GIVEN EXERCISE
Copy every line of the material below word for word, leaving out the pictures.

——

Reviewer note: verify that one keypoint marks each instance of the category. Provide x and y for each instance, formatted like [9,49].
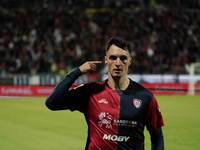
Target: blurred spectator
[50,36]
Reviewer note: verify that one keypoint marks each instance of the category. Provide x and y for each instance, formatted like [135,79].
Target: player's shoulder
[140,89]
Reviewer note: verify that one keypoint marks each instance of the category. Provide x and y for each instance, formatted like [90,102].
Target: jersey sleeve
[154,119]
[62,98]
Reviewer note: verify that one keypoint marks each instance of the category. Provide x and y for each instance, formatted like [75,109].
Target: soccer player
[117,109]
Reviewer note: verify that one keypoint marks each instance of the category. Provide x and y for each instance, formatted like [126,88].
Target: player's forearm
[57,100]
[157,140]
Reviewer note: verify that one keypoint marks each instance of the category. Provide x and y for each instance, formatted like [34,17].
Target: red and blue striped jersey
[115,118]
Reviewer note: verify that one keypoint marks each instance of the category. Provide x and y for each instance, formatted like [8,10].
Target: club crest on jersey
[137,103]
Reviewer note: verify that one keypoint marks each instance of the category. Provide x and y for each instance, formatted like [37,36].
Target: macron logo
[103,101]
[116,138]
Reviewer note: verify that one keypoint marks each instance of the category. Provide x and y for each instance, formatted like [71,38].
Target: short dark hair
[125,45]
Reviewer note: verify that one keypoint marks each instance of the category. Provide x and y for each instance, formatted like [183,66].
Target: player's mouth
[117,70]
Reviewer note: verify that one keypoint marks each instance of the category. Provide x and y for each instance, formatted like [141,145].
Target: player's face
[118,61]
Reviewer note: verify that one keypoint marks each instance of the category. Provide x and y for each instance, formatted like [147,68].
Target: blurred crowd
[54,37]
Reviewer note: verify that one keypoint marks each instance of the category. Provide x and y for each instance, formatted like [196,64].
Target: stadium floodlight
[194,70]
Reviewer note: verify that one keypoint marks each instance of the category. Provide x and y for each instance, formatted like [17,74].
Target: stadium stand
[49,36]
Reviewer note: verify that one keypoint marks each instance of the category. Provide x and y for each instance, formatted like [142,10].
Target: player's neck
[119,83]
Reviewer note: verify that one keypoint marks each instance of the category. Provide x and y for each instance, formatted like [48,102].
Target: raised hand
[89,66]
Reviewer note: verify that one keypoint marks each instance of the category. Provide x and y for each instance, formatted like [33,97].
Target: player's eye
[123,58]
[113,57]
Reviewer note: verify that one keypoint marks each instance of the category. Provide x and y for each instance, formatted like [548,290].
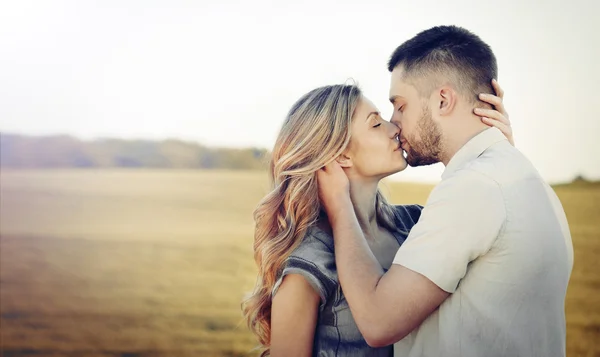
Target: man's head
[436,78]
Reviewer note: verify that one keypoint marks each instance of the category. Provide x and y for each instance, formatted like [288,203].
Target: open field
[147,263]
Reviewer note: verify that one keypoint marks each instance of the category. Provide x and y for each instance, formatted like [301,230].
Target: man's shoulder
[501,163]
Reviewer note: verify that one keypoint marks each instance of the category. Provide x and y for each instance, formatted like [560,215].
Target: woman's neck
[363,195]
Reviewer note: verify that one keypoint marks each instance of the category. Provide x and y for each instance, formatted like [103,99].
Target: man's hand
[334,188]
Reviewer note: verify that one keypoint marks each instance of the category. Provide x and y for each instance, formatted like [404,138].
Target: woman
[297,307]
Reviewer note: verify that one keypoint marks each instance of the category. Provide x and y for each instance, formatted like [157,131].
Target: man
[485,270]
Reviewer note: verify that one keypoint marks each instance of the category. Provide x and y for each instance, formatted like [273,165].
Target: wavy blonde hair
[315,132]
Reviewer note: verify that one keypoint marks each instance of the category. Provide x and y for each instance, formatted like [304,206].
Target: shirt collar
[473,149]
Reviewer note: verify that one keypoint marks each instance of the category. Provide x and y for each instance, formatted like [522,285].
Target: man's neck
[460,135]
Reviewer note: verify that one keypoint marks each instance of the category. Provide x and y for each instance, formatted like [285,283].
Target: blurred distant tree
[57,151]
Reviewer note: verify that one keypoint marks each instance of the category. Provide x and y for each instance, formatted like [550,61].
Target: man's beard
[427,150]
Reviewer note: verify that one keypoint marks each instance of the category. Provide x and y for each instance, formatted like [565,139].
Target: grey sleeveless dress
[336,333]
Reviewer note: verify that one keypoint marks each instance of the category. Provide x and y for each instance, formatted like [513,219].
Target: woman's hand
[497,117]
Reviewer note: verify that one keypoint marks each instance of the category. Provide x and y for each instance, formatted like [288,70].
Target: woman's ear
[344,161]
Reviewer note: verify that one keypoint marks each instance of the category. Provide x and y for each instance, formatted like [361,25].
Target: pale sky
[225,73]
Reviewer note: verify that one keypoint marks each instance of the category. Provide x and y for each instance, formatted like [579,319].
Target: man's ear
[344,161]
[447,100]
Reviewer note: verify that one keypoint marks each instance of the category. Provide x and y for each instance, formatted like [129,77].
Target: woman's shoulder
[313,259]
[317,244]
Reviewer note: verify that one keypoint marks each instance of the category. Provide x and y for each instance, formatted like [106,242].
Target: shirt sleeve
[461,220]
[314,261]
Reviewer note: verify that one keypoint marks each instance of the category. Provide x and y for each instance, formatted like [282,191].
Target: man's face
[420,135]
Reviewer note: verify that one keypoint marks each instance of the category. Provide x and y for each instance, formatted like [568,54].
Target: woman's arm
[294,314]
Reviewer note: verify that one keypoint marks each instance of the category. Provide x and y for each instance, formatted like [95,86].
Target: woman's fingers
[492,114]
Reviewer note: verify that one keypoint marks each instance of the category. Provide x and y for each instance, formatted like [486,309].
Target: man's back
[510,302]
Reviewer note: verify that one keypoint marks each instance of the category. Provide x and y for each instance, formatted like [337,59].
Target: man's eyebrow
[371,113]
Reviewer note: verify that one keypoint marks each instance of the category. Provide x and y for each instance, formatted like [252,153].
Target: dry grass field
[154,263]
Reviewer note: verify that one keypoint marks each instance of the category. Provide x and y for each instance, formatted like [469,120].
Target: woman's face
[374,150]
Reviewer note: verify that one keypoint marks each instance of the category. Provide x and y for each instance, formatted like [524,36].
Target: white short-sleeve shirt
[495,235]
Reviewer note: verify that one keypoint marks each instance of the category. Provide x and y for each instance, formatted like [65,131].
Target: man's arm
[388,306]
[459,223]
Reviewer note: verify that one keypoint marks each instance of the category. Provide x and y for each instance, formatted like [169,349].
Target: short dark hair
[448,48]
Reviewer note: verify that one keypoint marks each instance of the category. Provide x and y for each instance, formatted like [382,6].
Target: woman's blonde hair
[315,132]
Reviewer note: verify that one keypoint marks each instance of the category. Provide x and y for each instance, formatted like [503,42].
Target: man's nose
[394,129]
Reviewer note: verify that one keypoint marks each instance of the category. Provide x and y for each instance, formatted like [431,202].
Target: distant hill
[62,151]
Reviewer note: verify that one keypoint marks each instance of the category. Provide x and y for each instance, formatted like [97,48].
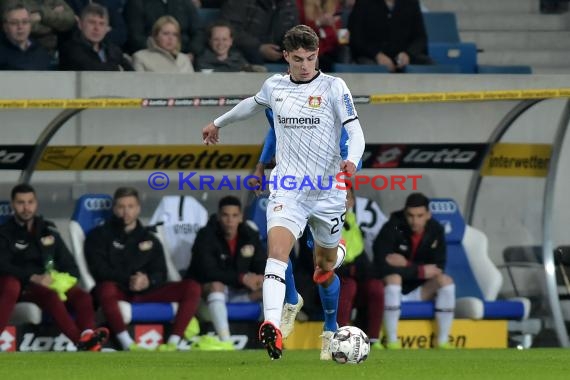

——

EXPECTED ANSWER
Reviewer note: verify that one keypoint marks each instance of the category. Provide x and y for each instance, formatted like [9,49].
Target: blurred spectator
[50,36]
Reviewer note: verify that one keypoint marks each instance of the category. Provide x and y for each instance, formatted like [135,79].
Target: player's shoulder
[140,89]
Reviewer note: verify that one keypoint marks each instance of the category. Provide x and y for each instance, formatted like [90,102].
Target: jersey sleeve
[154,119]
[62,98]
Reviewer note: verify that one keypoint marks each instance of the category. Provide x and y for each instance, formatted like [75,109].
Target: soccer player
[117,109]
Reviewer note: verify that one keypoint marks each instance of the category. Provide x and y for each instance, formatted like [126,88].
Target: player's forearm
[57,100]
[157,140]
Reviewer note: verify that one keypoint marks each instance of the category. Provide x and y for each instance, formatted like [34,17].
Target: red and blue striped jersey
[115,118]
Reviewer note: verify that one keypoint marks each instance of the category. Provide x and y for each instance, formatted like [8,10].
Target: club crest on jersey
[137,103]
Reviewer note: verify that one keypoint marks each instance of the category. Provide x and y for each instance, formatted like [37,36].
Target: macron logo
[103,101]
[116,138]
Reviewer note: verify that one keypoint marks each instance of the category. Provide x and y for each instance, formatted like [71,38].
Target: short dark hair
[125,45]
Reviewer note: verify that one keypoint marks each instance of the category. Provide x and y for each instance, formatted like [183,66].
Target: player's mouth
[117,70]
Reviewer note: verify that one keypoint marks each instance of the category. Provide x and y for each instance, formatted like [141,145].
Target: player's face
[118,61]
Reviewer note: verify that one keypoint marks each instance of the category. Provide x and y for each instance, formatted like [147,68].
Target: blurred crowd
[54,37]
Reviewer note: verify that one keypoint marks each instance of the category. Provide x and y for each instance, formatted like [196,64].
Target: stadium floodlight
[194,70]
Reviewer note: verify that one keypoint marks each instance of the category. Provide x and y for each instance, formatted like [17,74].
Target: stadium stand
[49,36]
Reviewer note: verify that one keypoint marks each instance of the category. Provide x and y for each instance, formatted like [142,10].
Target: player's neck
[119,83]
Reviewer note: verify that one keypoint marks each instance of the category. Provide x and y for each instance, formatted like [48,102].
Target: raised hand
[89,66]
Reviewer note: verify that one keypoint marks each instance of the category. Provide x and y for each instance, formatted like [33,97].
Target: player's eye
[123,58]
[113,57]
Reviewer note: verify that one keypoint marks each instance of the category. Provide x and y for each instance, formatted like [548,290].
Target: man's head
[436,78]
Reviewer note: verify that one keypoint marks each instance of the category. Provide x and y for each instance, formatted like [288,203].
Target: open field
[147,263]
Reviewer note: verify that one keypoint marks each instance of the category. Provide x and y for each instance, formatted like [301,230].
Target: man's shoulder
[501,163]
Reviewer note: verify that one keypoint marks each instance of the category. Provide x and y for each instance, formatted like [560,215].
Target: woman's neck
[363,195]
Reviewer note: verify that one keypoint marks each instance of the category. Provide x and y for each instance, formatted like [103,99].
Target: man's hand
[334,188]
Reviewer note: verify that one keypoint marks each instance of the category. Provide x and y for each instance, formatted like [404,138].
Target: woman
[297,307]
Reviewer note: verify that one keypoint marks each instance of the category. Provide x and y for each instance, formatted like [157,131].
Target: man
[485,270]
Reviewer note: verify that one keypoint marks each instance of the category. Provide x and y for each instance, formatted like [273,165].
Target: wavy blonde hair
[315,132]
Reviewer note: verify that one keypoint marks each instance of the category. Provide x and y for each instance, formatted like [304,206].
Target: shirt collar
[473,149]
Reviewer note: verify that one keypoint marks each instance of the category. Provide x and y for each instance, formatted like [522,285].
Target: man's neck
[460,135]
Reviewer note: verify that one keypoint marks each instance of the category. Provide x and y for each instance, formatted like [285,283].
Target: blurred distant tree
[57,151]
Reviewer note: verify that one keypoint marks each instance of the category. Provide x and y for each instance, formatted like [550,61].
Target: man's beard
[427,150]
Reviewer note: verify that one keypoint marks each instance of the category. Provide x and y for each instance, formatted like [565,139].
Target: grey sleeveless dress
[336,333]
Reviewer note: verify that one keypoint marks each instance of the category. Provide x and y for each instance, formatted like [513,219].
Target: woman's hand
[497,117]
Reviewer note: verify that one keypoint marks each instance of the category. Provide x and y for each instance, formatted like [288,70].
Target: woman's ear
[344,161]
Reviewer note: verify that one keypoint marks each instance of the category. Provide x and y for each instance, formatted like [361,25].
Target: pale sky
[225,73]
Reviewer note: verify that one keypoint marks each instance of the category. Provide x and y for each instance, formatted like [579,319].
Target: man's ear
[344,161]
[447,100]
Reviewer note: verify that one keypoint marks each instance of the category. Provide x and y for each instance, formatted like [129,77].
Target: woman's shoulder
[313,259]
[317,244]
Reviewer note: verify that one keypoint marks each instance of the category. Provide x and y for each instance, formatted like [106,242].
Target: shirt sleeve
[461,220]
[314,261]
Reviewer note: verify that one keypoint marks each instance of the category. Provide x and y for each instance, formatted like [282,191].
Target: man's face
[420,135]
Reviewer note: verify that one keypoint marks each instance of the category. Provide x and y for each instance, formatted like [568,54].
Target: woman's arm
[294,314]
Reviewer note: verify that one keypoint marks each instance of the category. Provide x and y for each instance, formatted like [95,86].
Target: woman's fingers
[492,114]
Reviewer note: verify that one keypoint marks each instance of the category. Provide x and y for each instance, formatted like [486,309].
Target: man's back
[510,302]
Reviewer note: verify that one keypoint marks each instance of the category. Provide x and y for each instance, formatted like [337,59].
Target: man's eyebrow
[371,113]
Reviewer note: verify that one keypoint marks each instance of the category. Provide x and y for each instance, formatted like [252,153].
Target: dry grass field
[154,263]
Reviewer note: verify that one keypoint marks each instance of the category. Provide x and y for each instance, formatted like [469,120].
Target: woman's face
[374,150]
Reviewer note: verify that one keypoint marks each instance of the category. Provide x and y for each instance, formatted like [524,36].
Target: white short-sleeve shirt
[495,235]
Reviewer note: verify that one keypoint marks each instance of the category. Provide x and y for each instance, formatted like [65,131].
Target: man's arm
[388,306]
[459,223]
Reviewer note: verify that one keypoint marks each instance of the category. Provide x and y for each instance, formatted like [169,349].
Target: short dark hair
[448,48]
Reviewer note: verify that one keypoint marks each instance of the category. Provide x and y for each instance, formatted like [382,6].
Target: woman's blonde hair
[315,132]
Reviewer note: verify that one keypoint marks each instance of the category. Provide x and y for each instance, formatted like [503,42].
Target: man's nose
[394,129]
Reviewer note: verify that one keypoint marks each instance of the category. Provide x and y for each instance, formatted like [431,202].
Target: distant hill
[62,151]
Reviewer note: verify that one keypoint marks each instance of the category. Provide x and y for each instance, formatted like [97,48].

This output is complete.